**Problem statement**
In the text on computational modeling of seizure dynamics, which neurons primarily generate spike waves, including interictal spikes?

-------- Text segment

Computational Modeling of Seizure Dynamics Using Coupled Neuronal Networks: Factors Shaping Epileptiform Activity

Epileptic seizure dynamics span multiple scales in space and time. Understanding seizure mechanisms requires identifying the relations between seizure components within and across these scales, together with the analysis of their dynamical repertoire. Mathematical models have been developed to reproduce seizure dynamics across scales ranging from the single neuron to the neural population. In this study, we develop a network model of spiking neurons and systematically investigate the conditions, under which the network displays the emergent dynamic behaviors known from the Epileptor, which is a well-investigated abstract model of epileptic neural activity. This approach allows us to study the biophysical parameters and variables leading to epileptiform discharges at cellular and network levels. Our network model is composed of two neuronal populations, characterized by fast excitatory bursting neurons and regular spiking inhibitory neurons, embedded in a common extracellular environment represented by a slow variable. By systematically analyzing the parameter landscape offered by the simulation framework, we reproduce typical sequences of neural activity observed during status epilepticus. We find that exogenous fluctuations from extracellular environment and electro-tonic couplings play a major role in the progression of the seizure, which supports previous studies and further validates our model. We also investigate the influence of chemical synaptic coupling in the generation of spontaneous seizure-like events. Our results argue towards a temporal shift of typical spike waves with fast discharges as synaptic strengths are varied. We demonstrate that spike waves, including interictal spikes, are generated primarily by inhibitory neurons, whereas fast discharges during the wave part are due to excitatory neurons. Simulated traces are compared with in vivo experimental data from rodents at different stages of the disorder. We draw the conclusion that slow variations of global excitability, due to exogenous fluctuations from extracellular environment, and gap junction communication push the system into paroxysmal regimes. We discuss potential mechanisms underlying such machinery and the relevance of our approach, supporting previous detailed modeling studies and reflecting on the limitations of our methodology.

Neurons communicate via different types of synapses on very fast time scales. The combination of hundred thousand of such interconnected cells within a fluctuating extracellular environment forms a complex network that gives rise to function and behavior via the formation of dynamical patterns of activity. In the context of epilepsy, the functional properties of the network at the source of a seizure are disrupted by a possibly large set of factors at the cellular and molecular levels. It is therefore needed to sacrifice some biological accuracy to model seizure dynamics in favor of macroscopic realizations. Here, we present a neuronal network model that convenes both neuronal and network representations with the goal to describe brain dynamics involved in the development of epilepsy. We compare our modeling results with animal in vivo recordings to validate our approach in the context of seizures. Such system-level methodology has significant bearing in understanding neuronal network dynamics that entangle multiple synaptic and extracellular modalities.

----------------
-------- Material supplied

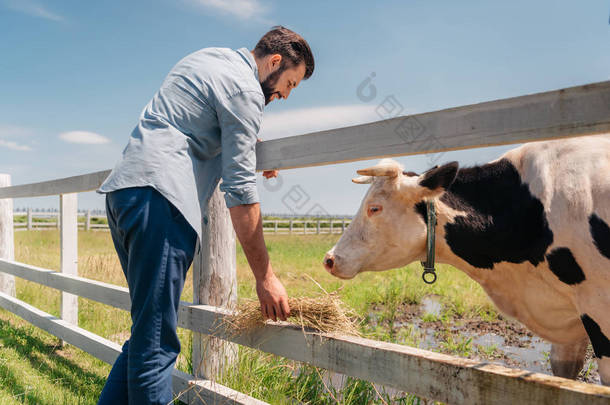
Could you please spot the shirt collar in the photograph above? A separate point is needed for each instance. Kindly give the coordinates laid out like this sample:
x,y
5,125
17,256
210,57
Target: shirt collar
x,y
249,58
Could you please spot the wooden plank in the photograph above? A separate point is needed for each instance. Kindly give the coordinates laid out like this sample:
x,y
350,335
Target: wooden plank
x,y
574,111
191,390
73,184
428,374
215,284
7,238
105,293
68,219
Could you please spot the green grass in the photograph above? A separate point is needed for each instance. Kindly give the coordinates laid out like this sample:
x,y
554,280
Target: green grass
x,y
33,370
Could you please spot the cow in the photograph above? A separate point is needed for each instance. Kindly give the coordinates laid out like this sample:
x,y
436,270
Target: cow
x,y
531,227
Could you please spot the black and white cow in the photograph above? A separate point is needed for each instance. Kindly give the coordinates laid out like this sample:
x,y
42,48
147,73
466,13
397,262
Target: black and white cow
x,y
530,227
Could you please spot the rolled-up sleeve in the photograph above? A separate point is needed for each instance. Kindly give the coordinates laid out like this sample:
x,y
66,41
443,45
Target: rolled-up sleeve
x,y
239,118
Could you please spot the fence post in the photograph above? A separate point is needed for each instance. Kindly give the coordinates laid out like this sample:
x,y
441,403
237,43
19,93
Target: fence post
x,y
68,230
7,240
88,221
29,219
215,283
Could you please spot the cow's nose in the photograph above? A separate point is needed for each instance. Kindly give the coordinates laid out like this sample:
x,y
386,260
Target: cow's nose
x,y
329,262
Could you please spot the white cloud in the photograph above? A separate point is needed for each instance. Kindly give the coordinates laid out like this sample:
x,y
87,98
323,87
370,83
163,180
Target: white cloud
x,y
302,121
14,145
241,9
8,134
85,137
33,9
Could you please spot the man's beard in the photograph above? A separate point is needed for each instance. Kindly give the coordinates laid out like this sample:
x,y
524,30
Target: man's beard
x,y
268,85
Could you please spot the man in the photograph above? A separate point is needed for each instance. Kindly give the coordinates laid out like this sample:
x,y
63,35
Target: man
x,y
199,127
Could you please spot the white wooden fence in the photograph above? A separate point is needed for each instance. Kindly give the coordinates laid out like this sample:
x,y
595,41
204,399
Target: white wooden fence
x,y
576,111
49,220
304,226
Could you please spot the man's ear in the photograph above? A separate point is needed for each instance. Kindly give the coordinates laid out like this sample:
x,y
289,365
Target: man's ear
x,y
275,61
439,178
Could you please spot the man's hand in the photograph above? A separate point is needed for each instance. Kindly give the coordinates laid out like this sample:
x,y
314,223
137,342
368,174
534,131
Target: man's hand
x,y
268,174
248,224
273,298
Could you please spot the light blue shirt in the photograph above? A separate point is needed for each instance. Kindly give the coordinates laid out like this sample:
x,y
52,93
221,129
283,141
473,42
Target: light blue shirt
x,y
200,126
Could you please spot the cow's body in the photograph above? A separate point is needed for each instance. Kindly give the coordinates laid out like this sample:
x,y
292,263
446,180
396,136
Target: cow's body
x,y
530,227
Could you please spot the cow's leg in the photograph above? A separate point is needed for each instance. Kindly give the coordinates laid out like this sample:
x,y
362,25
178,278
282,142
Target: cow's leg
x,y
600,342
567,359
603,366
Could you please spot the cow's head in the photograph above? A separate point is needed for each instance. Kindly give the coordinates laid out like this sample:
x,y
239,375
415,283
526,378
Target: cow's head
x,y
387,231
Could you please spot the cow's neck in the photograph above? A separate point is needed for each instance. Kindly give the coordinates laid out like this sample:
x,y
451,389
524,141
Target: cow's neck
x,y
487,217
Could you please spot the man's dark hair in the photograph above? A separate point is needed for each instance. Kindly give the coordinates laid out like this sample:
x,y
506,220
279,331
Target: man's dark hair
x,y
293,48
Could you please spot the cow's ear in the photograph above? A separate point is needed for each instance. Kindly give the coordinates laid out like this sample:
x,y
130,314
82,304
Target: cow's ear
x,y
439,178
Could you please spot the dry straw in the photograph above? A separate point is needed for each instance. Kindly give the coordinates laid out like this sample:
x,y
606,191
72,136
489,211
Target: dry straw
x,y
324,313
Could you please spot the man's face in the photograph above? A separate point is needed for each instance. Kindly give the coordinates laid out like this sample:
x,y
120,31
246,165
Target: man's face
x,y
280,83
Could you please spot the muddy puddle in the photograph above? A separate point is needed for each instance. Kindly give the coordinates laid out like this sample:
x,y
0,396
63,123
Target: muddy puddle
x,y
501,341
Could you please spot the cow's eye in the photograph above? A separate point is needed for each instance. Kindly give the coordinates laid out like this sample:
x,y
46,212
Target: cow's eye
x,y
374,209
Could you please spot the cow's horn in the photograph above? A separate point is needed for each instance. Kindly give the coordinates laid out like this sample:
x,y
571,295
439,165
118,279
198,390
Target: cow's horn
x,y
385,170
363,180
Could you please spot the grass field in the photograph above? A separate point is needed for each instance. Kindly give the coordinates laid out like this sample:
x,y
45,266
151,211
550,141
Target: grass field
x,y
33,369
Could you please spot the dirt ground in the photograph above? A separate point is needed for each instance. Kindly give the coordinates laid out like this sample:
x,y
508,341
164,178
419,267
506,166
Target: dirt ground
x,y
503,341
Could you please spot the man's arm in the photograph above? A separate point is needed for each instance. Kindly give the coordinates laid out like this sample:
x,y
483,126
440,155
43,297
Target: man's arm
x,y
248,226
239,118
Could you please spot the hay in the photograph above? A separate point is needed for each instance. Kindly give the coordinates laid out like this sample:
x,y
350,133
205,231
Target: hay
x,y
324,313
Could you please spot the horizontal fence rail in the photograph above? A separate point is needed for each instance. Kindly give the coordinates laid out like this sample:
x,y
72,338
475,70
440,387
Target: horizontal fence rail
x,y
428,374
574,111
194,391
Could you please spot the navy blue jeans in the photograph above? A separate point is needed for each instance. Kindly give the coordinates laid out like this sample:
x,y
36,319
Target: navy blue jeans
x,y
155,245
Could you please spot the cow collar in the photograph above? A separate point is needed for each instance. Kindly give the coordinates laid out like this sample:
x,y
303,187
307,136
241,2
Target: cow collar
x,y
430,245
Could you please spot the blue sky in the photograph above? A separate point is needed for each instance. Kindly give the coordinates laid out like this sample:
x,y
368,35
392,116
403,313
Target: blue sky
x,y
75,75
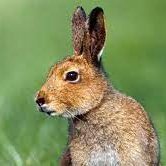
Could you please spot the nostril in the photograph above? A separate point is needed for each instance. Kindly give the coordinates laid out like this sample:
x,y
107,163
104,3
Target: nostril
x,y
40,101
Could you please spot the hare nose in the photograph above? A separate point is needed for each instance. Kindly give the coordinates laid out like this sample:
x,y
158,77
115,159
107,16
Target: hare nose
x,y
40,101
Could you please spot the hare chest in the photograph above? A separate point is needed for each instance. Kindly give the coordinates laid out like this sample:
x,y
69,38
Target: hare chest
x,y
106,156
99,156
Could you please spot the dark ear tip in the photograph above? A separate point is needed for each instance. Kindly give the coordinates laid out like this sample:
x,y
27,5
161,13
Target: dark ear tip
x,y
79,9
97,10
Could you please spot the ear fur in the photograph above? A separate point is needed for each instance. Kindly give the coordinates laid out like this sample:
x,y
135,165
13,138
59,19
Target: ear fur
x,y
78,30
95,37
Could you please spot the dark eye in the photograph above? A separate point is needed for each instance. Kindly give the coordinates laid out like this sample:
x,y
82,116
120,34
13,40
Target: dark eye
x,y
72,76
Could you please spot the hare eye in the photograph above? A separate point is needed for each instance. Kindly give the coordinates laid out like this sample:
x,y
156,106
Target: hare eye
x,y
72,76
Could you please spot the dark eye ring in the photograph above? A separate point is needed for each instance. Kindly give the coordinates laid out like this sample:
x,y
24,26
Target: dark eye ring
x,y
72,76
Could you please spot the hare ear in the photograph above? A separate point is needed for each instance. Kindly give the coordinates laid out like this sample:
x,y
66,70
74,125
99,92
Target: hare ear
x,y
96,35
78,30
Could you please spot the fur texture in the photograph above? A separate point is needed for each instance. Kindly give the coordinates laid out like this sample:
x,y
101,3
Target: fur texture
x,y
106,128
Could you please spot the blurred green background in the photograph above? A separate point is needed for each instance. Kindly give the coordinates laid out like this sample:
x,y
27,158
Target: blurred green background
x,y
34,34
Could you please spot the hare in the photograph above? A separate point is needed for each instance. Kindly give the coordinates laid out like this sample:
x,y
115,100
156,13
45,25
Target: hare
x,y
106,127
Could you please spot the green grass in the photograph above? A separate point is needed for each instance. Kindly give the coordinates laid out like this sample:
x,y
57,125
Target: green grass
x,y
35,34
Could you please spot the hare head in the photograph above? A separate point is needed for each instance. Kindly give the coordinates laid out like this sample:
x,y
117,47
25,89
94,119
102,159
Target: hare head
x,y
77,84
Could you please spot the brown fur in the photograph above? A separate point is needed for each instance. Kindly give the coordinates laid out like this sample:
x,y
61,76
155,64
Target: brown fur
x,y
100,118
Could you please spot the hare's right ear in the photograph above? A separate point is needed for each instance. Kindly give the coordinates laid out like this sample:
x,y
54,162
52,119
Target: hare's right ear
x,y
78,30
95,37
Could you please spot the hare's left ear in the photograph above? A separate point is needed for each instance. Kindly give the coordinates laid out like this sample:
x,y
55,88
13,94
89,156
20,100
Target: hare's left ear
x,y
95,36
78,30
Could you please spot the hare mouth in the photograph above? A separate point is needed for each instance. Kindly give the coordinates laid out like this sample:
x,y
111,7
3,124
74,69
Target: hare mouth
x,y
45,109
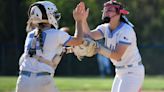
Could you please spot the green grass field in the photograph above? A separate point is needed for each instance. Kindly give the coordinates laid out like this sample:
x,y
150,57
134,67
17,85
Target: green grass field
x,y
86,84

----------------

**Exercise answer**
Inhibitory neurons.